Don’t play Planning Poker with the Gorilla

“10 Days” Eric said.

I sighed. “Eric, you’re supposed to use the planning cards and put down a value.”

As he flipped through his stack of cards I could see him counting to himself. “Okay, fine. I think this is an 89 point task”

Sigh… “Eric, you just counted out ten cards and put that card down.”

“Yeah, so?”

I leaned forward and tried to use my calmest voice. “Eric, we’re not trying to figure out how many days right now, we’re trying to do an abstract estimate on the relative size of each story in the whole project. “

He waved his hand, “What’s the point? If we’re painting a house and you ask me to estimate how long it will take to paint the garage door I can put down a 2 or just tell you two hours. You’re asking me to use an abstract number when I already know how long it will take.”

I sat back in my chair perplexed. The problem was that I could see his point. We were tackling each task one at a time and no matter what I did, I couldn’t break the team out of thinking about how many days something would take. And I knew this was a slippery slope that led back to padding, swags and a whole slew of inefficient planning practices.  

A long meeting later I dragged myself into my office. Only to find both my chair and the guest chair occupied. One of the occupants I expected to be there, a post meeting debrief on this last meeting was much to much for my personal gorilla to miss. Seeing the black swan flipping playing cards onto my desk was quite another thing.

▸ **REQUIRED TASKS**:
a) Reproduce the planning poker story from "I sat back in" through "inefficient planning practices.", switching "slippery slope" to "downward spiral".
b) Summarize the planning poker story in two sentences.

▸ **RECORDS**:

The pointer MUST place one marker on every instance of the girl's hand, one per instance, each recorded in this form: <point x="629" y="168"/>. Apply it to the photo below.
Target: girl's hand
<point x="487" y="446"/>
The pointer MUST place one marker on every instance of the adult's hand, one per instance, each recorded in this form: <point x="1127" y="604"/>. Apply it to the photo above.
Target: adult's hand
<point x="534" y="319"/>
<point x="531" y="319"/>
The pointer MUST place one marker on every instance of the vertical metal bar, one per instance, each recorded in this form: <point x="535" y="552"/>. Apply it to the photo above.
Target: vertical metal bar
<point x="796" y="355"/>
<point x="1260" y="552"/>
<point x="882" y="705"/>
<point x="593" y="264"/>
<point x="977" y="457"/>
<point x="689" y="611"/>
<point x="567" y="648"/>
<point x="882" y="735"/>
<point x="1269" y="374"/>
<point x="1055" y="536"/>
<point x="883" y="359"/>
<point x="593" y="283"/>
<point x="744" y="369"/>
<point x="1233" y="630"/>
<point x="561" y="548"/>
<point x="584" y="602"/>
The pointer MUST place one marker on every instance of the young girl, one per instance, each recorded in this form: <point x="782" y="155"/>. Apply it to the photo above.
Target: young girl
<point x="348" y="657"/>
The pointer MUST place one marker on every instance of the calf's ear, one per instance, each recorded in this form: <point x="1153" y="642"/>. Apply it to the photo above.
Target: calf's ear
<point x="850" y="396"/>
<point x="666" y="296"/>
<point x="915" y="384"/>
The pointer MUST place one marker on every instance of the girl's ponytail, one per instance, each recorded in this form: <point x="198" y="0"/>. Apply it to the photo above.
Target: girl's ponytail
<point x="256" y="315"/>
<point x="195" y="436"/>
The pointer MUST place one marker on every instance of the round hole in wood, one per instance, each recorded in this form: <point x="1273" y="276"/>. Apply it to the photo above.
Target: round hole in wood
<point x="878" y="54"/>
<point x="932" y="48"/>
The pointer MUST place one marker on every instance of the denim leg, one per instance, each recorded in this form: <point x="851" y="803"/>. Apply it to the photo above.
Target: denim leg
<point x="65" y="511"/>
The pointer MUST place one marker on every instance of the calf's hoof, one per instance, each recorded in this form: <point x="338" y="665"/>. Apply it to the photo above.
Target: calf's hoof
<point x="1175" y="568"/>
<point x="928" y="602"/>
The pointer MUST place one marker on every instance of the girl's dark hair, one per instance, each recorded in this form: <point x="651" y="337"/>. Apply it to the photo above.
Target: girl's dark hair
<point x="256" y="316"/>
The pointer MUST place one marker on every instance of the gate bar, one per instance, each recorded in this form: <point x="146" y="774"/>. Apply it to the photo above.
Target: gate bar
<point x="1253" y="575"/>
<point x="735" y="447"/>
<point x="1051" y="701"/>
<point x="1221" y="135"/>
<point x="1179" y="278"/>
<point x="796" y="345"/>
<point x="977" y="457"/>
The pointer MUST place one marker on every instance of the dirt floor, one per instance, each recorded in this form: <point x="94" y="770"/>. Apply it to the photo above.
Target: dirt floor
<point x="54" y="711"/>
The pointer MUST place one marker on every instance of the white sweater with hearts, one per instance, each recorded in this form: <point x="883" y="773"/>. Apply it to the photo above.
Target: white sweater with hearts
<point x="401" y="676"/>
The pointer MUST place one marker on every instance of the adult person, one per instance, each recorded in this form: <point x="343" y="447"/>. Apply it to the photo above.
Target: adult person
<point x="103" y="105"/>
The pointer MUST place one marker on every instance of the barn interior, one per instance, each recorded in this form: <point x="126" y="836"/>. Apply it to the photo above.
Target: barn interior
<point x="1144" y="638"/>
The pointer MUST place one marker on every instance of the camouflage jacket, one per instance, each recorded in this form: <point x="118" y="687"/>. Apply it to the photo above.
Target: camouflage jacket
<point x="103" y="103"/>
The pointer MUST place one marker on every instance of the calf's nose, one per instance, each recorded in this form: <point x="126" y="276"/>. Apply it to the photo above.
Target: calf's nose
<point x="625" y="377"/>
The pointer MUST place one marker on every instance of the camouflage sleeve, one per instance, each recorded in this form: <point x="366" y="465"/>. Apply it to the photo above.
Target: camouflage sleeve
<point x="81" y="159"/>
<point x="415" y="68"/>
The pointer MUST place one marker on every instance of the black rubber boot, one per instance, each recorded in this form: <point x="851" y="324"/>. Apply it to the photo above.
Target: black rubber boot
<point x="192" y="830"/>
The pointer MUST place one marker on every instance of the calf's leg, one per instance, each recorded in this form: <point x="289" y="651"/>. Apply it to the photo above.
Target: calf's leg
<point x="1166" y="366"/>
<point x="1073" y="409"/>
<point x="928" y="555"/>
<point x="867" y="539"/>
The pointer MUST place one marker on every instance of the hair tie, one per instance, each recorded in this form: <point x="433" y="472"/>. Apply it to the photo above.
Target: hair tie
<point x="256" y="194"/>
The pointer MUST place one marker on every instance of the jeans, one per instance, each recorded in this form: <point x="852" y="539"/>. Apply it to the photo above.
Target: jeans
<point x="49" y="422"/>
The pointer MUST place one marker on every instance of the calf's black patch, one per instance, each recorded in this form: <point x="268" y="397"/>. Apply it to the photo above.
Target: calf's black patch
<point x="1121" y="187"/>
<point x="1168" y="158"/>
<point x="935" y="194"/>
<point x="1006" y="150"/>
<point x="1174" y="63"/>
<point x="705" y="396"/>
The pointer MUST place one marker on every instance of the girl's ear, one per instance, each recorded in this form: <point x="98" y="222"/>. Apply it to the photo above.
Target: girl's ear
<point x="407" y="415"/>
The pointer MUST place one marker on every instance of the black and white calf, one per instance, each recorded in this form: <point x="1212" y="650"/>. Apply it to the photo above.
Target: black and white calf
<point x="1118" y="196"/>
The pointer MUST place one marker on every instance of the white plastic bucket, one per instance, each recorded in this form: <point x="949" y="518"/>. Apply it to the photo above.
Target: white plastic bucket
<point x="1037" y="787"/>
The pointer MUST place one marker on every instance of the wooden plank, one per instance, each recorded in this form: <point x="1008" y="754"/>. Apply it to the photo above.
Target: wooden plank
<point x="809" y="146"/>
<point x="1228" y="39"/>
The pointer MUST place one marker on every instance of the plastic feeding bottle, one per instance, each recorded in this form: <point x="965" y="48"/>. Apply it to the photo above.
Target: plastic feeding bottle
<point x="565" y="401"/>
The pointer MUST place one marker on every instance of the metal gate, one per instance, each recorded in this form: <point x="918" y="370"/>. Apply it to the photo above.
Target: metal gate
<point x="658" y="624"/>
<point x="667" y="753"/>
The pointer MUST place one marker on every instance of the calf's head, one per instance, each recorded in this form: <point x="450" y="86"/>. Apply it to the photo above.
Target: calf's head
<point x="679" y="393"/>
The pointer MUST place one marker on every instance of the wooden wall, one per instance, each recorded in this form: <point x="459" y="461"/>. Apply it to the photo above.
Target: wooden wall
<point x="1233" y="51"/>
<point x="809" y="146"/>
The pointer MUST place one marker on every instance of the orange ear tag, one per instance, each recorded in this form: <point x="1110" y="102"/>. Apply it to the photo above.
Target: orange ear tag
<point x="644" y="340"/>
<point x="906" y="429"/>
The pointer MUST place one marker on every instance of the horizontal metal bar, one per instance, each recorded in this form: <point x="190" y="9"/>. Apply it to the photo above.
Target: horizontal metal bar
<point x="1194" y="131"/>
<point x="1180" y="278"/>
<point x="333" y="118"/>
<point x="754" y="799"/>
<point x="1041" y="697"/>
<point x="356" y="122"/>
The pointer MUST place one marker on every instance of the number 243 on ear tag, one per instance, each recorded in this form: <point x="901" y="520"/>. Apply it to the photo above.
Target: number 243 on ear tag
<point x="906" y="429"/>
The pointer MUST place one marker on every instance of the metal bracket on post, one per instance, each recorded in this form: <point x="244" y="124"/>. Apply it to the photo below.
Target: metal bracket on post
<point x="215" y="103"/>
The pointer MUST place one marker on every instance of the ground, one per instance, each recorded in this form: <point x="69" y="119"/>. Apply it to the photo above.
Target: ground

▸ **SOLUTION LIST**:
a)
I sat back in my chair perplexed. The problem was that I could see his point. We were tackling each task one at a time and no matter what I did, I couldn’t break the team out of thinking about how many days something would take. And I knew this was a downward spiral that led back to padding, swags and a whole slew of inefficient planning practices.

b) During a planning poker session, Eric estimates in days instead of abstract points, and the narrator sees his point but worries that the team's habit of thinking in days leads back to padding and inefficient planning. After a long meeting, the narrator finds the office chairs occupied by a personal gorilla there for a debrief and by a black swan flipping playing cards onto the desk.